(Dataset rows on where objects appear)
-- Begin --

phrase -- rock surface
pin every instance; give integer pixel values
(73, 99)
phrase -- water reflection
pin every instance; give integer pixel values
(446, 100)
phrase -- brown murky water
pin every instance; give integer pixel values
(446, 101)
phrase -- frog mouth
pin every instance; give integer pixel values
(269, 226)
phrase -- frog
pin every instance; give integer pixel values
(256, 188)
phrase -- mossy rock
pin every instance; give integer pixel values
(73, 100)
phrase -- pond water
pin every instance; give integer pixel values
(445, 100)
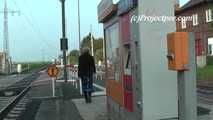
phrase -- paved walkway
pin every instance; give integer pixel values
(58, 110)
(94, 111)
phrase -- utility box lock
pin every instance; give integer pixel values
(178, 51)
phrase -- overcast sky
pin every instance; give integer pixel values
(35, 32)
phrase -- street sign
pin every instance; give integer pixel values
(52, 71)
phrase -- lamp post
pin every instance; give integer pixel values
(64, 40)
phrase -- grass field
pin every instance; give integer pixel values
(29, 67)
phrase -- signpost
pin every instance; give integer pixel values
(53, 71)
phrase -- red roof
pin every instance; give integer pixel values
(193, 3)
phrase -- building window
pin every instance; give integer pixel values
(195, 19)
(208, 15)
(183, 23)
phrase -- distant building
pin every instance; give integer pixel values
(202, 25)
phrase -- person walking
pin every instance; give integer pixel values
(86, 70)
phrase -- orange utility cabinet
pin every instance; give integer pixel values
(178, 51)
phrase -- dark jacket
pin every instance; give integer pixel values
(86, 65)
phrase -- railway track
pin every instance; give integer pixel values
(14, 106)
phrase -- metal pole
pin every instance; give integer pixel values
(79, 26)
(92, 41)
(63, 37)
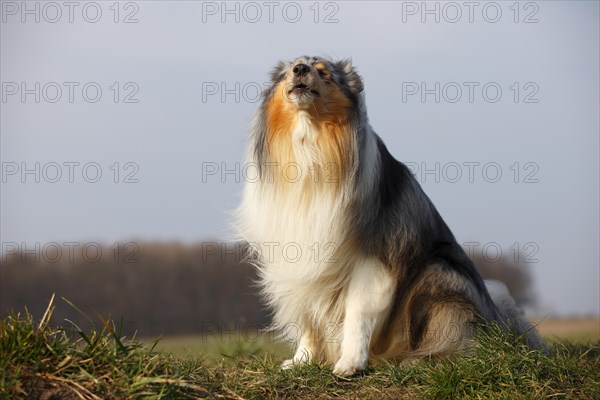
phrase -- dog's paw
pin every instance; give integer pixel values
(345, 367)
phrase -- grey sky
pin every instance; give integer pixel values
(179, 52)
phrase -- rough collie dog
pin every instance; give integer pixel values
(354, 259)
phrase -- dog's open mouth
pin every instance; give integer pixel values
(302, 88)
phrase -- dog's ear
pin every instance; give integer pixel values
(280, 70)
(353, 80)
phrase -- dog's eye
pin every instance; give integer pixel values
(324, 74)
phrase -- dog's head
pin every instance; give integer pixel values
(317, 84)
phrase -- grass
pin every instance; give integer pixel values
(41, 361)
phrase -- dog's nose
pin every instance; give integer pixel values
(301, 70)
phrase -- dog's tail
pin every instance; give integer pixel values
(512, 315)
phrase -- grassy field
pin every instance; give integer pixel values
(42, 361)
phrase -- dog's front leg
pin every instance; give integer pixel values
(304, 352)
(367, 304)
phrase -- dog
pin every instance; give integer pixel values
(354, 260)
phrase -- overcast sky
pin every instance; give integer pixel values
(498, 102)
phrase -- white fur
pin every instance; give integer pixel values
(302, 286)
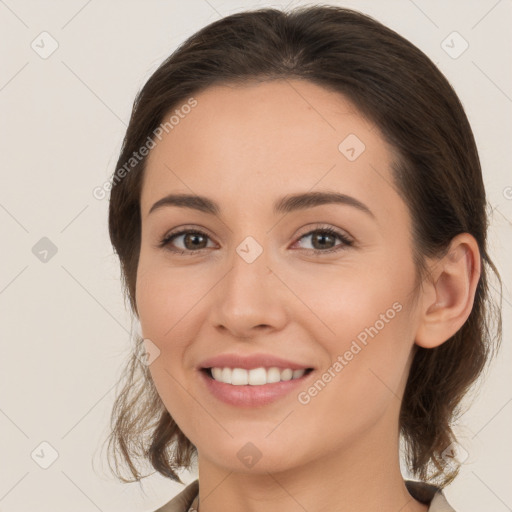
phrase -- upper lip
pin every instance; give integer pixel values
(250, 362)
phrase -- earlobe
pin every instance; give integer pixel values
(449, 293)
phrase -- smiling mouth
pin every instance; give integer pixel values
(254, 377)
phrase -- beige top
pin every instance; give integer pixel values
(187, 499)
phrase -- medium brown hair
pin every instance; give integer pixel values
(437, 173)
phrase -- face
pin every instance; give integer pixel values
(250, 279)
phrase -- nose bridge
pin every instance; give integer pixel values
(246, 296)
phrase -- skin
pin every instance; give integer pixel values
(245, 147)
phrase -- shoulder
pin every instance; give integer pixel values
(182, 501)
(429, 494)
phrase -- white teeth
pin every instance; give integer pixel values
(256, 376)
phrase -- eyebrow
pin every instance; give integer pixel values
(286, 204)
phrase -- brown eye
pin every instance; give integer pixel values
(193, 241)
(322, 240)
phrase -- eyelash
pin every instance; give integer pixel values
(165, 242)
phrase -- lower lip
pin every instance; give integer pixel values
(251, 396)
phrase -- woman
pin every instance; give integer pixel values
(299, 213)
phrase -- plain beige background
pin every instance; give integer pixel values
(64, 326)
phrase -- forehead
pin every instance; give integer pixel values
(250, 143)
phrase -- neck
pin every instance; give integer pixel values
(362, 475)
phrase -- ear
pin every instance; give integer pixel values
(448, 292)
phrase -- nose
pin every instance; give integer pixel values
(249, 298)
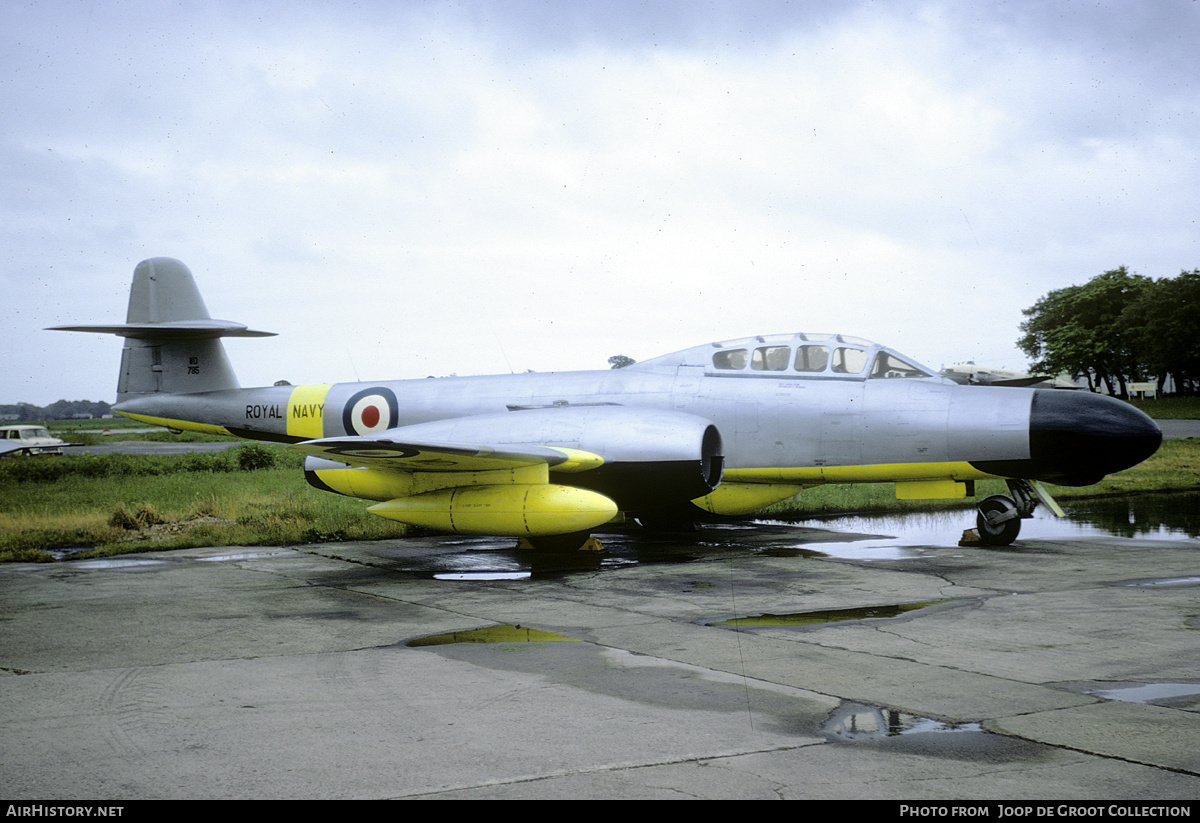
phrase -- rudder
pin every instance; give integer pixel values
(172, 343)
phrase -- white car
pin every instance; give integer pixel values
(29, 439)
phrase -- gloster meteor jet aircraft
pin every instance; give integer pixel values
(718, 430)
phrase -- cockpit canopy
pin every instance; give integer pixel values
(802, 354)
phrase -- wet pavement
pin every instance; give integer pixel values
(1065, 666)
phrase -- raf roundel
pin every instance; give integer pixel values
(370, 410)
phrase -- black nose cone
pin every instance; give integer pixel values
(1077, 438)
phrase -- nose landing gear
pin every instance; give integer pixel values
(1000, 517)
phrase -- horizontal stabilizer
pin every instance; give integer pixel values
(173, 330)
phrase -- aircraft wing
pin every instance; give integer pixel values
(405, 455)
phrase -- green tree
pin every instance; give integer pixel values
(1079, 330)
(1165, 322)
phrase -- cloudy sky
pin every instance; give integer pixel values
(433, 187)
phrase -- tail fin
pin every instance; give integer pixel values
(172, 344)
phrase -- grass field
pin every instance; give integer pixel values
(256, 494)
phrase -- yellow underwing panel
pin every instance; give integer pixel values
(503, 510)
(930, 490)
(880, 473)
(178, 425)
(745, 498)
(383, 485)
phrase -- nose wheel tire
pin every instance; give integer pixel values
(999, 522)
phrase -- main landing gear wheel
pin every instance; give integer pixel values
(999, 522)
(575, 541)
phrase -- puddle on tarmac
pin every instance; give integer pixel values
(1146, 692)
(1162, 582)
(505, 634)
(903, 536)
(244, 556)
(826, 616)
(856, 722)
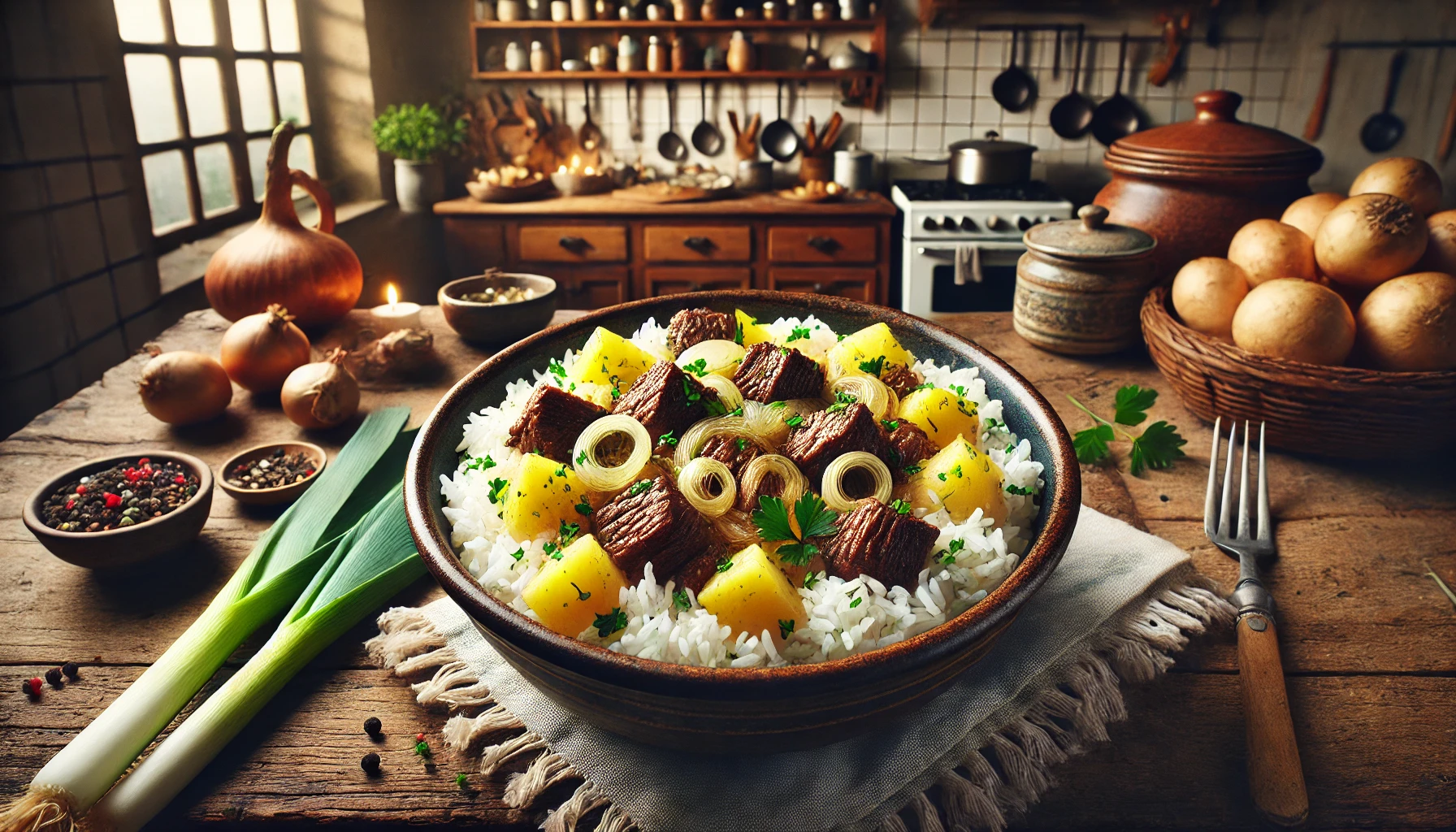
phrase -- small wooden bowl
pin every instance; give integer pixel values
(281, 493)
(117, 548)
(496, 323)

-- End --

| DESCRIPTION OF THE TASK |
From the line that contains "phrase -- horizontal stabilizer" to the end of the material above, output every line exactly, both ends included, but leave out any pictures.

| WORKED SOLUTION |
phrase -- horizontal stabilizer
pin every instance; give integer pixel values
(173, 330)
phrase -- aircraft wing
pin every instance; give integer pixel values
(405, 455)
phrase -- green tree
pin every instance; give integer pixel values
(1079, 330)
(1165, 322)
phrase -- cloudy sky
pin every instance; give integer pixel values
(433, 187)
phrase -- tail fin
pin every instance; give integer pixel values
(172, 344)
phrase -- grass field
pin every instance; give integer pixel values
(256, 494)
phrase -- yellow underwing panel
pin every instance; give integer pixel values
(503, 510)
(930, 490)
(880, 473)
(178, 425)
(745, 498)
(383, 485)
phrase -- nose wheel tire
pin every instance; give integer pixel values
(999, 522)
phrase -- main landing gear wheel
pin every instance; give integer pixel values
(999, 522)
(575, 541)
phrase -- puddle on tarmac
pin every instance; give integer pixel values
(1146, 692)
(1162, 582)
(505, 634)
(903, 536)
(244, 556)
(826, 616)
(856, 722)
phrase -- small wooden bowl
pin every instance; give integer pixel values
(281, 493)
(117, 548)
(496, 323)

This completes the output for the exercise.